THE TASKS —
A. From the Open MPI mailing list post, extract the text from "Open MPI Development" up to and including "Lenny Verkhovsky (lenny.verkhovsky_at_[hidden])".
B. According to the Open MPI mailing list post, in which function does there seem to be data corruption?
C. For each statement, say whether it agrees with the Open MPI mailing list post. Answer yes or no, and quote the deciding words of the post exactly.
(i) The benchmark run used two processes.
(ii) The reduction operation used was MPI_MAX.
(iii) The benchmark fails with voltaire MPI.

DOCUMENT EXTRACT —
———

Open MPI logo

Open MPI Development Mailing List Archives

  |   Home   |   Support   |   FAQ   |   all Development mailing list

Subject: [OMPI devel] #1506
From: Lenny Verkhovsky (lenny.verkhovsky_at_[hidden])
Date: 2008-09-23 11:18:52


Hi George,

It seems like some data corruption in Reduce_scatter function

I discovered it when added -DCHECK to IMB benchmark, and it seemed to be
there for ages.

it runs with voltaire MPI, but failes with OMPI. you will get a seqv with
IMB3.1 and error with IMB3.0

host#VER=TRUNK ; /home/USERS/lenny/OMPI_ORTE_${VER}/bin/mpirun -np 2 -H
witch8 /home/BENCHMARKS/PALLAS/IMB_3.0v/src/IMB-MPI1_${VER} Reduce_scatter

#---------------------------------------------------
# Intel (R) MPI Benchmark Suite V3.0v modified by Voltaire, MPI-1 part
#---------------------------------------------------
# Date : Tue Sep 23 18:05:35 2008
# Machine : x86_64
# System : Linux
# Release : 2.6.16.46-0.12-smp
# Version : #1 SMP Thu May 17 14:00:09 UTC 2007
# MPI Version : 2.0
# MPI Thread Environment: MPI_THREAD_SINGLE

#
# Minimum message length in bytes: 0
# Maximum message length in bytes: 67108864
#
# MPI_Datatype : MPI_BYTE
# MPI_Datatype for reductions : MPI_FLOAT
# MPI_Op : MPI_SUM
#
#

# List of Benchmarks to run:

# Reduce_scatter

#-----------------------------------------------------------------------------
# Benchmarking Reduce_scatter
# #processes = 2
#-----------------------------------------------------------------------------
#Benchmarking #procs #bytes #repetitions t_min[usec] t_max[usec] t_avg[usec]
defects
Reduce_scatter 2 0 1000 0.05 0.05 0.05 0.00
0: Error Reduce_scatter, size = 4, sample #0
Process 0: Got invalid buffer:
Buffer entry: 817291591680.000000
pos: 0
Process 0: Expected buffer:
Buffer entry: 0.000000
Reduce_scatter 2 4 1000 0.98 1.06 1.02 1.00
Application error code 1 occurred
[witch8:10190] MPI_ABORT invoked on rank 0 in communicator MPI_COMM_WORLD
with errorcode 17
--------------------------------------------------------------------------
mpirun has exited due to process rank 0 with PID 10190 on
node witch8 exiting without calling "finalize". This may
have caused other processes in the application to be
terminated by signals sent by mpirun (as reported here).
--------------------------------------------------------------------------

———

PROVIDED DATA —
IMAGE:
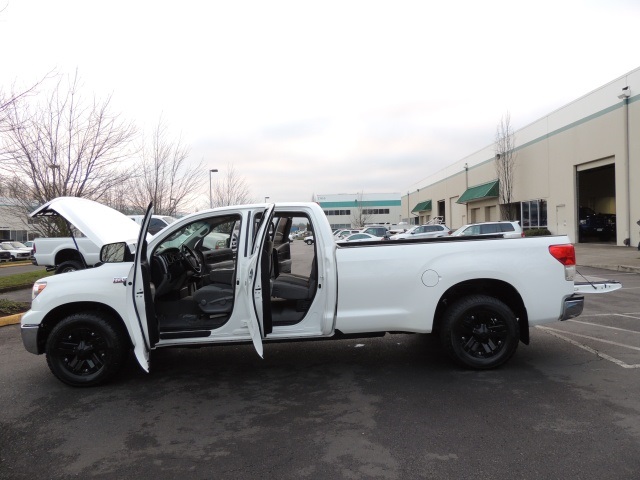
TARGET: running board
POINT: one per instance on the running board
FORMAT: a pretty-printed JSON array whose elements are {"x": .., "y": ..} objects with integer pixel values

———

TASK ANSWERS —
A.
Open MPI Development Mailing List Archives

  |   Home   |   Support   |   FAQ   |   all Development mailing list

Subject: [OMPI devel] #1506
From: Lenny Verkhovsky (lenny.verkhovsky_at_[hidden])

B. The Reduce_scatter function.

C.
(i) Yes: "# #processes = 2"
(ii) No: "# MPI_Op : MPI_SUM"
(iii) No: "it runs with voltaire MPI, but failes with OMPI"